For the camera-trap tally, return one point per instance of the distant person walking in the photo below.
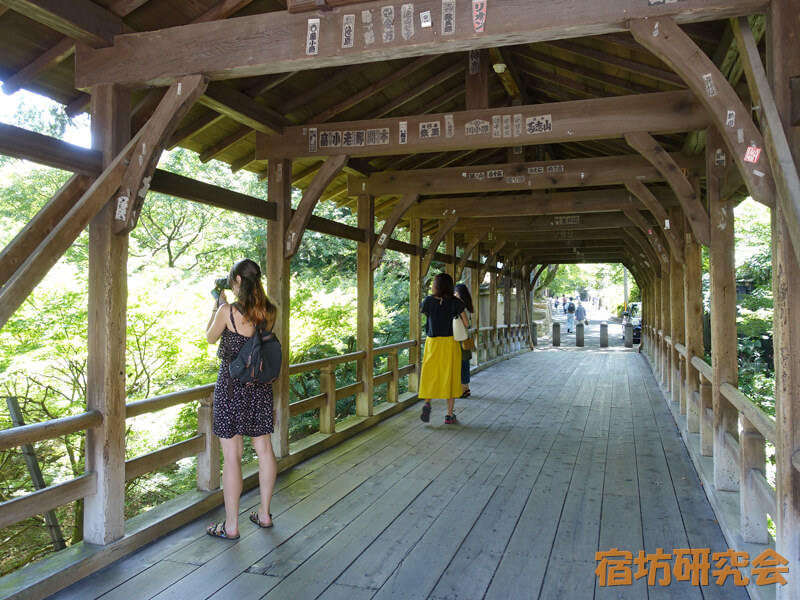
(570, 310)
(462, 293)
(441, 366)
(580, 314)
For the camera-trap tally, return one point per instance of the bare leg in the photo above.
(232, 482)
(267, 473)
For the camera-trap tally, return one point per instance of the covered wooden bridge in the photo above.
(515, 134)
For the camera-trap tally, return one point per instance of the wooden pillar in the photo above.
(677, 319)
(450, 249)
(279, 190)
(693, 326)
(104, 518)
(665, 326)
(506, 347)
(475, 291)
(724, 345)
(783, 62)
(414, 300)
(366, 292)
(492, 314)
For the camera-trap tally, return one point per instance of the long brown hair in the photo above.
(252, 299)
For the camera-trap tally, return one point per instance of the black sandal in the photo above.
(218, 530)
(426, 412)
(254, 518)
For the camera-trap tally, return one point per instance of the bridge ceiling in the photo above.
(553, 190)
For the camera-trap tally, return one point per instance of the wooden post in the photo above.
(493, 337)
(666, 354)
(414, 300)
(393, 387)
(783, 59)
(677, 319)
(693, 326)
(475, 291)
(208, 462)
(366, 292)
(104, 511)
(507, 341)
(450, 249)
(279, 190)
(327, 412)
(723, 319)
(29, 456)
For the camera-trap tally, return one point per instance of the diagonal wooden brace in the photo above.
(667, 41)
(323, 178)
(648, 147)
(180, 97)
(444, 228)
(643, 193)
(379, 247)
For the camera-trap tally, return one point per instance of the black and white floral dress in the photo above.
(239, 409)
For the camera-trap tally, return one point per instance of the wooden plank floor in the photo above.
(558, 454)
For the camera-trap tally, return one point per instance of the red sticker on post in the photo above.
(478, 15)
(752, 154)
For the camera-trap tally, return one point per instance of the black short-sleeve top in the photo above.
(440, 313)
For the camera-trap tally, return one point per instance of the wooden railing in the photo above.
(204, 444)
(745, 447)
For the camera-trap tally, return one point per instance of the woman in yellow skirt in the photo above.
(441, 365)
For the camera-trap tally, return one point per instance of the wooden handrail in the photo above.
(156, 403)
(325, 362)
(40, 501)
(397, 346)
(47, 430)
(703, 368)
(162, 457)
(755, 415)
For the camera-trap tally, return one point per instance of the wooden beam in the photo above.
(491, 260)
(643, 193)
(400, 208)
(648, 147)
(777, 145)
(444, 228)
(39, 262)
(45, 150)
(574, 121)
(535, 203)
(665, 39)
(462, 262)
(176, 103)
(38, 228)
(329, 170)
(81, 20)
(258, 44)
(500, 177)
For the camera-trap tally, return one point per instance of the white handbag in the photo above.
(459, 329)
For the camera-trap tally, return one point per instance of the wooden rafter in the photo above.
(668, 42)
(382, 241)
(333, 165)
(183, 93)
(648, 147)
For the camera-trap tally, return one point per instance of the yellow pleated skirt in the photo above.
(441, 369)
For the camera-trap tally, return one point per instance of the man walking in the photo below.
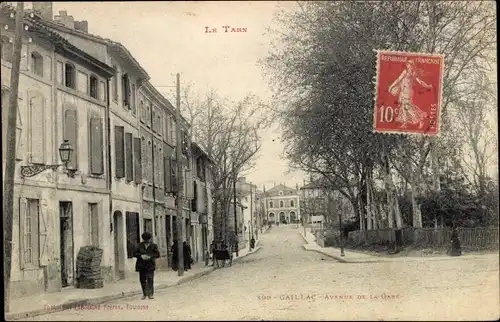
(146, 254)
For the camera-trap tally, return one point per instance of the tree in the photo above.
(229, 131)
(325, 90)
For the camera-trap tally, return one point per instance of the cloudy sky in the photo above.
(170, 37)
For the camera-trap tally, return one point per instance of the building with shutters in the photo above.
(123, 135)
(201, 234)
(158, 141)
(62, 96)
(282, 204)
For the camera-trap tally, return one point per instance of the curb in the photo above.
(99, 300)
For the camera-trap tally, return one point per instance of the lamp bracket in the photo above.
(33, 170)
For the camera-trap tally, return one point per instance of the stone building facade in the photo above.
(62, 96)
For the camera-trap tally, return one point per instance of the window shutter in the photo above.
(23, 208)
(71, 134)
(137, 160)
(96, 146)
(129, 166)
(37, 134)
(167, 175)
(119, 152)
(43, 254)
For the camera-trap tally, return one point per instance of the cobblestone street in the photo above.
(283, 281)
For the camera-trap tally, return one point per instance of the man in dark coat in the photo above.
(146, 254)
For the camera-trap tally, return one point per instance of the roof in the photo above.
(196, 146)
(113, 45)
(60, 43)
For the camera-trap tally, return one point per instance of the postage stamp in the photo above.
(408, 93)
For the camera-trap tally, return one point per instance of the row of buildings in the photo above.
(119, 181)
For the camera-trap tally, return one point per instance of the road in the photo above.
(282, 281)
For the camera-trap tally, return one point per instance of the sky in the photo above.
(170, 37)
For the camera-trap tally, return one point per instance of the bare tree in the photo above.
(325, 90)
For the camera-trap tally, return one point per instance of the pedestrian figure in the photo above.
(175, 255)
(146, 254)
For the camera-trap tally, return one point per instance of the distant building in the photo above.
(282, 204)
(62, 96)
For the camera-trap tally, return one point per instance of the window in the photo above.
(115, 84)
(83, 82)
(129, 157)
(132, 228)
(7, 49)
(96, 146)
(154, 121)
(102, 91)
(119, 152)
(142, 111)
(69, 75)
(94, 87)
(71, 134)
(137, 161)
(94, 224)
(59, 73)
(148, 225)
(148, 115)
(37, 63)
(33, 232)
(158, 125)
(126, 91)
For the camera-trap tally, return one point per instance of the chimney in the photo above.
(45, 9)
(65, 20)
(82, 26)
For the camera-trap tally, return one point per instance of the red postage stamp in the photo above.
(408, 93)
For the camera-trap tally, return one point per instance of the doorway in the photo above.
(66, 243)
(119, 253)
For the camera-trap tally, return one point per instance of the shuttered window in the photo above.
(30, 234)
(119, 152)
(132, 227)
(71, 134)
(129, 165)
(37, 129)
(173, 176)
(96, 146)
(137, 160)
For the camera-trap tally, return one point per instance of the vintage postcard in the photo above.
(250, 160)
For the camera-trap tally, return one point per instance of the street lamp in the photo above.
(65, 151)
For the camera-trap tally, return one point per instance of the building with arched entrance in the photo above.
(282, 205)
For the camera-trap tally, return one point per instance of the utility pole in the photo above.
(180, 182)
(10, 154)
(234, 208)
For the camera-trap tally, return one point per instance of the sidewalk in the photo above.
(71, 297)
(360, 257)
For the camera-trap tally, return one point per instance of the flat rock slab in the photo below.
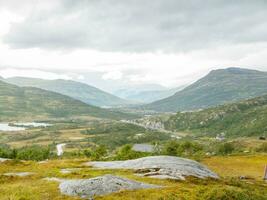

════════════════

Output each record above exactly as it stands, excluding all pictures.

Answer space:
For the camera-trap tally, return one point per instance of the distant person walking in the photo below.
(570, 310)
(462, 293)
(441, 366)
(580, 314)
For the camera-trap tally, return one point per instance of the bare leg in the photo above.
(232, 482)
(267, 473)
For the camera-trap tally, return one point per instance of the covered wooden bridge in the photo above.
(515, 134)
For the camera-trap tally, return one point per instance of the wooden pillar in the photo above.
(677, 319)
(450, 249)
(279, 190)
(693, 326)
(104, 518)
(665, 326)
(506, 347)
(475, 291)
(724, 345)
(783, 62)
(414, 300)
(366, 292)
(492, 314)
For the camera-trap tally, return one point per instance of the long brown hair in the photo above.
(252, 299)
For the camera-trap tally, return one point per instance of the black sandal in the photo above.
(218, 530)
(426, 412)
(254, 518)
For the camera-trap tally, return one point per instance of the bridge ceiling in the photo above.
(553, 190)
For the camera-trap tally, return one point per instance of the wooden post in the photo above.
(493, 337)
(666, 354)
(414, 300)
(393, 387)
(783, 59)
(677, 319)
(693, 326)
(475, 291)
(208, 462)
(366, 292)
(104, 511)
(507, 341)
(450, 249)
(279, 190)
(327, 412)
(723, 319)
(29, 456)
For the camera-trap tally, return one point per instance of the diagonal wooden brace in the photo above.
(667, 41)
(323, 178)
(648, 147)
(180, 97)
(444, 228)
(643, 193)
(379, 247)
For the camera-trap tally, return one point per instance of the black and white floral dress in the photo above.
(239, 409)
For the camera-trap tally, return one point per instance of the wooden plank floor in the photo above.
(558, 454)
For the camera-trap tally, return one point per instance of the red sticker on post in the photo above.
(478, 15)
(752, 154)
For the camera-trap tally, return one point per instance of the black short-sleeve top in the photo above.
(440, 313)
For the camera-trap tally, return one point per instance of the wooden railing in the photo above.
(204, 444)
(745, 447)
For the camera-trap tally, return one point per instance of the woman in yellow skirt in the photo above.
(441, 365)
For the camera-trap tally, return one point per instance of the wooden handrail in the photo above.
(156, 403)
(325, 362)
(40, 501)
(397, 346)
(47, 430)
(703, 368)
(162, 457)
(755, 415)
For the camera-trap tally, return one point per instance of the wooden beam in the photo above.
(491, 260)
(643, 193)
(400, 208)
(648, 147)
(777, 145)
(444, 228)
(39, 262)
(45, 150)
(574, 121)
(535, 203)
(665, 39)
(462, 262)
(176, 103)
(38, 228)
(329, 170)
(81, 20)
(258, 44)
(500, 177)
For the camera-trap tally, return one point per instance of the white handbag in the photo above.
(459, 329)
For the camera-trap tally, return one point per instance of the wooden rafter in the photo above.
(668, 42)
(382, 241)
(333, 165)
(183, 93)
(648, 147)
For the camera-trap tally, return one point per instance of the yellow pleated skirt in the photo above.
(441, 369)
For the camera-trap tally, return one point per instance of the man walking in the photo below.
(146, 254)
For the camera-trap tally, return one point per instance of the tree in the photo above.
(229, 131)
(325, 90)
For the camera-trap tally, return one point per instance of the cloudy sky in the photo above.
(170, 37)
For the camera-trap tally, return one point per instance of the building with shutters in the photo above.
(123, 135)
(201, 234)
(158, 141)
(62, 96)
(282, 204)
For the camera-trap tally, return one point per instance of the curb in the photo above.
(99, 300)
For the camera-trap tally, return one point per instance of the lamp bracket in the photo above.
(33, 170)
For the camera-trap tally, return one point per instance of the stone building facade in the photo above.
(62, 96)
For the camera-trap tally, return one point per instance of the window shutter in the photo above.
(23, 208)
(71, 134)
(137, 160)
(96, 146)
(129, 166)
(37, 134)
(167, 175)
(119, 152)
(43, 254)
For the camera-trap tally, return one point per instance of the cobblestone street in the photo above.
(283, 281)
For the camera-trap tally, return one point per instance of the man in dark coat in the photo above.
(146, 254)
For the camera-trap tally, return one point per instance of the roof in the photo above.
(196, 146)
(113, 45)
(60, 43)
For the camera-trap tally, return one point per instance of the postage stamp in the photo above.
(408, 93)
For the camera-trap tally, return one point per instance of the row of buildings in the photo above.
(119, 181)
For the camera-trap tally, return one point per instance of the road in the photo above.
(282, 281)
For the camera-trap tally, return one point per instance of the sky in the photo above.
(170, 37)
For the camera-trap tally, return one point per instance of the bare tree in the photo above.
(325, 90)
For the camera-trap tally, return one point per instance of the pedestrian figure in the photo above.
(175, 255)
(146, 254)
For the camera-trap tally, return one point per instance of the distant building in the photo above.
(282, 204)
(62, 96)
For the camera-trap tally, return one point per instance of the window in the photo above.
(115, 84)
(83, 82)
(129, 157)
(132, 228)
(7, 49)
(96, 146)
(154, 121)
(102, 91)
(119, 152)
(142, 111)
(69, 75)
(94, 87)
(71, 134)
(137, 161)
(94, 224)
(59, 73)
(148, 225)
(148, 115)
(37, 63)
(33, 232)
(158, 125)
(126, 91)
For the camera-trap tally, return one point per instance of the chimney in the photo above.
(45, 9)
(65, 20)
(82, 26)
For the camera-trap tally, return one point per instance of the red postage stamp in the photo above.
(408, 93)
For the camera-trap tally, return one point per instance of the doorway in the photo above.
(66, 243)
(119, 253)
For the camera-trap tally, return one point per instance of the shuttered window in the photo above.
(30, 234)
(119, 152)
(132, 227)
(71, 134)
(129, 165)
(37, 129)
(173, 176)
(96, 146)
(137, 160)
For the camera-trap tally, return one point per instance of the vintage postcard in the photo above.
(250, 160)
For the camera-trap tally, return one point per instance of the street lamp in the photo above.
(65, 151)
For the camera-trap tally, return one point per instance of the building with arched entrance in the photo above.
(282, 205)
For the camera-trap tally, return one point per instance of the utility pole in the photo above.
(180, 182)
(10, 154)
(234, 208)
For the camera-trap tally, return one point per instance of the sidewalk in the photo above.
(71, 297)
(360, 257)
For the camera-trap tally, return one point per instance of the flat rock slab in the photo below.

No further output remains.